▶ **SHORT PROBLEM**: Return every line of the records below verbatim, with nothing changed.

[Excerpts from a point-labeling dataset]
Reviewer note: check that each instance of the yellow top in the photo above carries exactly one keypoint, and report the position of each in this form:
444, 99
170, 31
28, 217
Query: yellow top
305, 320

▶ **THE OUTPUT**:
Reviewer note: check that each instance of the yellow top in the photo above carries exactly one keypoint, and report the position of each in this form:
444, 99
170, 31
28, 217
Query: yellow top
305, 320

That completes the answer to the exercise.